WHAT YOU WILL DO
According to the report on the autism study, how many of the infants were at high risk for autism?
*** DOCUMENT EXTRACT Section Begins ***
HealthDay News — Exceptional visual perception might be an early hallmark of autism, which could help predict a child will be diagnosed with the developmental disability, a new British study suggests.
Infants who more quickly perceived a mismatched symbol on a screen when they were 9 months old were more likely to receive an autism diagnosis by age 2, the researchers found.
Most autism research to date has focused on difficulties children have with social interactions, behavior and communication, such as poor eye contact, the authors noted in their study. Focusing on above-average perceptual skills is a new direction to research.
These findings, published in the journal Current Biology, might also help clinicians eventually make diagnoses earlier since most children cannot receive a full clinical assessment until they are 2 or 3 years old, said study co-author Rachael Bedford, PhD, a postdoctoral researcher in psychiatry, psychology and neuroscience at King’s College London.
For the experiment, the researchers presented 109 infants with a screen showing a circle of Xs along with either an O, S, V or + sign as part of the circle. Then they used eye-tracking technology to time how quickly the odd letter out drew the infants’ attention at 9 months of age.
The infants also underwent standard assessments for autism symptoms at 9 months, 15 months and 2 years. Of the full group, 82 were at high risk for autism because an older sibling had been diagnosed with it. The other 27 children were at low risk.
By the time they turned 2 years old, 20% of the at-risk children had been diagnosed with autism, and another 30% showed several increased symptoms of autism, the researchers said.
When the researchers compared the children’s speed at noticing the letter that did not match the Xs, they found that children who saw it the fastest at 9 months old had more autism symptoms at 15 months and 2 years old.
*** DOCUMENT EXTRACT Section Ends ***
*** INFORMATION GIVEN Section Begins ***
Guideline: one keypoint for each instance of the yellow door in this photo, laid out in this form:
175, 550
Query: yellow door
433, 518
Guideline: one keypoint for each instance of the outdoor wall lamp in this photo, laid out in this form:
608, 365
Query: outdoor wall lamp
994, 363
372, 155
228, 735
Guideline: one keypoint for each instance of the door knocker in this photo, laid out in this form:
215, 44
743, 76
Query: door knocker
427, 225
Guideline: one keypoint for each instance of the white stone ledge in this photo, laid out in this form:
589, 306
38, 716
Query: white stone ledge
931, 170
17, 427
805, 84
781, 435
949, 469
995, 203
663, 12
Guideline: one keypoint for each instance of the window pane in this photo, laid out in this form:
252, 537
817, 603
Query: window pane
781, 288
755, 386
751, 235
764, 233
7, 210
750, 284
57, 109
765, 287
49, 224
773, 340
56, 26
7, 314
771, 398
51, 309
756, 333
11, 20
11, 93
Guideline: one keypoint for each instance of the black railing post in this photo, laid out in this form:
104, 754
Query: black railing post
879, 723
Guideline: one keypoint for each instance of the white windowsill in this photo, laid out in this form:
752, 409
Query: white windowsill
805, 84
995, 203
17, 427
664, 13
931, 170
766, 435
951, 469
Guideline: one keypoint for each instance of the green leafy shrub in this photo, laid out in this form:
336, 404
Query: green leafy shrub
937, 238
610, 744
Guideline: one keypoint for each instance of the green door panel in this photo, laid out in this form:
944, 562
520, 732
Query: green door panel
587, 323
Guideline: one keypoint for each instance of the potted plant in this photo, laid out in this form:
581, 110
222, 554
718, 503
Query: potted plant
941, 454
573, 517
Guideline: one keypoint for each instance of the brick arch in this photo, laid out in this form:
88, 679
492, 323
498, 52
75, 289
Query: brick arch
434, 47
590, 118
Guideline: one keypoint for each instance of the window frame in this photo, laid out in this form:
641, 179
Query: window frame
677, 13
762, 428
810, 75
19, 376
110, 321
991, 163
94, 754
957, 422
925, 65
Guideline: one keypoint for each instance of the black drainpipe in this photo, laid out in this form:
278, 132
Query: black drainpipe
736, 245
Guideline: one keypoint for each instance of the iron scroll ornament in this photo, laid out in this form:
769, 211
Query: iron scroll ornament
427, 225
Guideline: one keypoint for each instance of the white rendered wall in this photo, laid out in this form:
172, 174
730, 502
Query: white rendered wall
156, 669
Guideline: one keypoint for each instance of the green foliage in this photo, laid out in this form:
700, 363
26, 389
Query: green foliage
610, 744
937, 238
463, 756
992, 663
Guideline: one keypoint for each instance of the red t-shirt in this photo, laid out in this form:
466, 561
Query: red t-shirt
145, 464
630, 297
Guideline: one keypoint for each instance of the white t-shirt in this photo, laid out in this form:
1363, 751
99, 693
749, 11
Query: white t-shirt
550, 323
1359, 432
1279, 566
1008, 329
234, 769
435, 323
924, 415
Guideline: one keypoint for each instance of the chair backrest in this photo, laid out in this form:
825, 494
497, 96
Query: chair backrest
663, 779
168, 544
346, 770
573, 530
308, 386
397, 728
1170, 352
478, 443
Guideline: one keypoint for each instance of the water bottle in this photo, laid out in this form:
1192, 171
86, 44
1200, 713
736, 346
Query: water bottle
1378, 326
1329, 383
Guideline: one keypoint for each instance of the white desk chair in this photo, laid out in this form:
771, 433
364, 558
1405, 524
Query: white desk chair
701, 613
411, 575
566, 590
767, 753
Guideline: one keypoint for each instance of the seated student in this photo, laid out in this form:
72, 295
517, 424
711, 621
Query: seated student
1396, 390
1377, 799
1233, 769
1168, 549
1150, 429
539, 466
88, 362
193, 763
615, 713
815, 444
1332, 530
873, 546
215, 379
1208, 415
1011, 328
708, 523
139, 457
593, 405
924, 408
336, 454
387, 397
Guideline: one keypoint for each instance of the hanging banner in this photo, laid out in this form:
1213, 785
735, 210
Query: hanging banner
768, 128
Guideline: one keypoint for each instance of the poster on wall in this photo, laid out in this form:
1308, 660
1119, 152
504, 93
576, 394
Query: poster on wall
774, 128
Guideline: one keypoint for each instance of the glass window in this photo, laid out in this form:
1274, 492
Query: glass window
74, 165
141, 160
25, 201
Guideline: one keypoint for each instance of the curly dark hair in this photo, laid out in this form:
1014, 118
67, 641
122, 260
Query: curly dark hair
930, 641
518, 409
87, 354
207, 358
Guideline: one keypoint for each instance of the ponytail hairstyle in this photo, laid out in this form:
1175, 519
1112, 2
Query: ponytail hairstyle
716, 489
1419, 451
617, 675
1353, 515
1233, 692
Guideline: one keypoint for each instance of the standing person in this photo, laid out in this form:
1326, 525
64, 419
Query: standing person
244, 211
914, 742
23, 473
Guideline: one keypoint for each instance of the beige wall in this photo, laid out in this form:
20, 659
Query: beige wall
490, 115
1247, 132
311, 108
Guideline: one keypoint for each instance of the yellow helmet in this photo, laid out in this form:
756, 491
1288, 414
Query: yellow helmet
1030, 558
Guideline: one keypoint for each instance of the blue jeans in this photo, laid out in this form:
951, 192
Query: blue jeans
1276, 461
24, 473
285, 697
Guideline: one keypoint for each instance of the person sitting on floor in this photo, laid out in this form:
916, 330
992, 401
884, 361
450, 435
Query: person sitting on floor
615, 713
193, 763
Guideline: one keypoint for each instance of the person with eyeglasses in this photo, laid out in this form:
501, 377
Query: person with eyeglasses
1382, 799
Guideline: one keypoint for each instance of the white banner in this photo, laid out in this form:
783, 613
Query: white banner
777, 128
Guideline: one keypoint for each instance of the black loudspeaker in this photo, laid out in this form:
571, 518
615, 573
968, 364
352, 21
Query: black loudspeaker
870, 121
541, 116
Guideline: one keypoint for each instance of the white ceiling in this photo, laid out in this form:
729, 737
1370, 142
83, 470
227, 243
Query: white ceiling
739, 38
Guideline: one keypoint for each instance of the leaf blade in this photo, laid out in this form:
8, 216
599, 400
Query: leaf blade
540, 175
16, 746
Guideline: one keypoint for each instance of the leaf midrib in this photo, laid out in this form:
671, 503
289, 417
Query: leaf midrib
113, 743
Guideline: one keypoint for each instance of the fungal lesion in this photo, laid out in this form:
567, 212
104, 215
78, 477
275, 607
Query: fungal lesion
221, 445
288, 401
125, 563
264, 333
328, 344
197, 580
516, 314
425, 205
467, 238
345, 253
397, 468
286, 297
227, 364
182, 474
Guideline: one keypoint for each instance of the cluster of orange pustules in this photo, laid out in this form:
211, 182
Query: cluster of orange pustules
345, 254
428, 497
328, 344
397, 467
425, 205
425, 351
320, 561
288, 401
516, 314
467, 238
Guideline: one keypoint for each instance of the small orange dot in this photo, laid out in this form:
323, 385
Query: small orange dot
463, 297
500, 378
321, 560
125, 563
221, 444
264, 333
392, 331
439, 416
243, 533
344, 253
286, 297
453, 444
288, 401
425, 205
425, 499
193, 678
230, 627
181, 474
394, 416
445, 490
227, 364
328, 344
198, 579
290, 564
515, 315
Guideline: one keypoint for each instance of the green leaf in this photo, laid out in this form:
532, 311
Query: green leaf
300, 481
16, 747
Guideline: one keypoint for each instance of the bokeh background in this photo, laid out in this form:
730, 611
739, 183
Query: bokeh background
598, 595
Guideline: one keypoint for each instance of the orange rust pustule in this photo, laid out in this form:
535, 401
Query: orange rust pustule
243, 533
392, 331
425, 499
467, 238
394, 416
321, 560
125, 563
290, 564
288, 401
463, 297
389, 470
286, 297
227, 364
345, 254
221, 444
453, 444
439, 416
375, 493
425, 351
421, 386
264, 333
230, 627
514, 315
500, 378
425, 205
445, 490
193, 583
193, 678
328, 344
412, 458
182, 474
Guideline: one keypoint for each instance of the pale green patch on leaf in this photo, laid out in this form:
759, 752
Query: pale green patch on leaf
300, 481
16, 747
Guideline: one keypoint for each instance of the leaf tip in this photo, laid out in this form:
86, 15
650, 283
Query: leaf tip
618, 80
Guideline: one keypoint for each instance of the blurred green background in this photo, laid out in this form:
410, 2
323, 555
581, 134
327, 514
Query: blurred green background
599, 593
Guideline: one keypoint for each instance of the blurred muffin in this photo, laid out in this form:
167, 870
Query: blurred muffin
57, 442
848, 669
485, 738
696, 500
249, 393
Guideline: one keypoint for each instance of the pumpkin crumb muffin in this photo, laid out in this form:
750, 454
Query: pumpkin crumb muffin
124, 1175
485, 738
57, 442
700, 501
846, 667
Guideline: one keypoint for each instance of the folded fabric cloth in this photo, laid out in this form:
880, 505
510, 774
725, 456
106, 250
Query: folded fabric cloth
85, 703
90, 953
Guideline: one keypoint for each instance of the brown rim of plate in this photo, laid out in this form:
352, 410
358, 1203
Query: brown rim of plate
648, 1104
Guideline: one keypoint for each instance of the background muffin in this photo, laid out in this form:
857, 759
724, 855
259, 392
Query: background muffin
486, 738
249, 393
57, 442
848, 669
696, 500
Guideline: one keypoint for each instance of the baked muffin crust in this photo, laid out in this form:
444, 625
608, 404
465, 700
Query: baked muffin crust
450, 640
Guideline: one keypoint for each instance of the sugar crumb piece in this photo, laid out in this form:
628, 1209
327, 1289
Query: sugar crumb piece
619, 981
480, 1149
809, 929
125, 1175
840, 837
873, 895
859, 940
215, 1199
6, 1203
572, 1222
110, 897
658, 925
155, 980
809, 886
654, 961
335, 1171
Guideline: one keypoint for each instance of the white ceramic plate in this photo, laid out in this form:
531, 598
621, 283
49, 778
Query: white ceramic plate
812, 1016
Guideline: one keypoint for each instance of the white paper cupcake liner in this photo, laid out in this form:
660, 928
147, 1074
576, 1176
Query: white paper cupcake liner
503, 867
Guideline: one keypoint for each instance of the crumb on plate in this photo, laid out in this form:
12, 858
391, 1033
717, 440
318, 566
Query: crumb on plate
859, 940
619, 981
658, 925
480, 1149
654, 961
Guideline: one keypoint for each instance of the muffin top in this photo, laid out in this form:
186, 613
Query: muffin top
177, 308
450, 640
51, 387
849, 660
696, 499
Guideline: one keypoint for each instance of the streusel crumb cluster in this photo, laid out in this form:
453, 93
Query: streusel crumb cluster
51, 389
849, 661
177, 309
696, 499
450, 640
*** INFORMATION GIVEN Section Ends ***
WORKED SOLUTION
82 of the 109 infants were at high risk.